■ WHAT TO WORK ON ■
Reproduce the data, everything from the line containing "of the khaki" down to the line containing "the black wristwatch", swapping "play diagram" for "match chart" and leaving all else unchanged.

■ AVAILABLE DATA ■
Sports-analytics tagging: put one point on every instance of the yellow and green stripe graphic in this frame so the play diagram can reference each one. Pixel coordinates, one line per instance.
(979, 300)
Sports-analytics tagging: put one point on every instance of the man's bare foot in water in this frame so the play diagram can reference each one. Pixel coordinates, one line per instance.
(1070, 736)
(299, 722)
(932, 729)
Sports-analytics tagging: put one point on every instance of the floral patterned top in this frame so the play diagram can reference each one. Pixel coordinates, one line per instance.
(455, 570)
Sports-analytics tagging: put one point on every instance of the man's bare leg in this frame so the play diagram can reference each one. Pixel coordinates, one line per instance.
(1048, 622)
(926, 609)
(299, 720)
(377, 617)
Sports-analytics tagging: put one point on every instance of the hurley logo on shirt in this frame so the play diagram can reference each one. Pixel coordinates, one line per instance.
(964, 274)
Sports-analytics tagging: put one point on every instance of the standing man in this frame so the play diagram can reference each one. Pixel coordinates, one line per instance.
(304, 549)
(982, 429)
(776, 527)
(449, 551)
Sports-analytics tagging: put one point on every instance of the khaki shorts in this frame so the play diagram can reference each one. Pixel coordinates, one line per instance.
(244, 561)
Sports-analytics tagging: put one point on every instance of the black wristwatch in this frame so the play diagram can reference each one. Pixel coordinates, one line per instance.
...
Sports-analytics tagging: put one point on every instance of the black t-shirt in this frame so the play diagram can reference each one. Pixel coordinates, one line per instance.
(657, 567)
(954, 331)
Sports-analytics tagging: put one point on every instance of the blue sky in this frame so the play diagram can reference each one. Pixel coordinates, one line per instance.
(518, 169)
* * *
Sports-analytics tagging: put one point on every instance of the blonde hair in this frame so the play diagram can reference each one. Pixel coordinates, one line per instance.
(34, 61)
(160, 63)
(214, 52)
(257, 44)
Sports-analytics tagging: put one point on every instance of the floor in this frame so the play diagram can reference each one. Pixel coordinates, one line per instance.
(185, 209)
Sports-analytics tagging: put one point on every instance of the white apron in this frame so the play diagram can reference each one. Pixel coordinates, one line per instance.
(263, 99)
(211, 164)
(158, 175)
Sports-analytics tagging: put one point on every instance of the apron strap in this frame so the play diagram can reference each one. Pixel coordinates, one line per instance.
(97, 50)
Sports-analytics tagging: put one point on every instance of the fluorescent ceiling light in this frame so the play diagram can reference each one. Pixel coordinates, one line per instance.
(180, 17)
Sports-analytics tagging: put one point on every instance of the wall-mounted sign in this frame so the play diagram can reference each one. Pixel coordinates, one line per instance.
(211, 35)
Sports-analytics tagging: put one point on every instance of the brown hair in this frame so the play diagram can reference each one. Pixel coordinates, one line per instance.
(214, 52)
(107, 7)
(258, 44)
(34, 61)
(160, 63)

■ WRITTEN ANSWER ■
Sports-analytics tagging: put one point on every instance of the khaki shorts in this frame so the match chart can reference each one. Pixel coordinates, one line per instance.
(244, 561)
Sports-analytics tagging: put one point on every instance of the black wristwatch in this frame so the match chart can reference each one. Pixel coordinates, one line per instance.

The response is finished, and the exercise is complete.